■ MATERIAL SHOWN ■
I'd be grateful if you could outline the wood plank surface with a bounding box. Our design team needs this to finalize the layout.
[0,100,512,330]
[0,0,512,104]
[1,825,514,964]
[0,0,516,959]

■ TASK DETAILS ■
From the first line to the last, please quote the material above exactly.

■ TASK ANSWER ■
I'd be grateful if you could outline the wood plank surface with a bounding box. Our design team needs this to finalize the layout.
[0,100,512,330]
[0,0,512,104]
[1,825,514,964]
[0,0,516,959]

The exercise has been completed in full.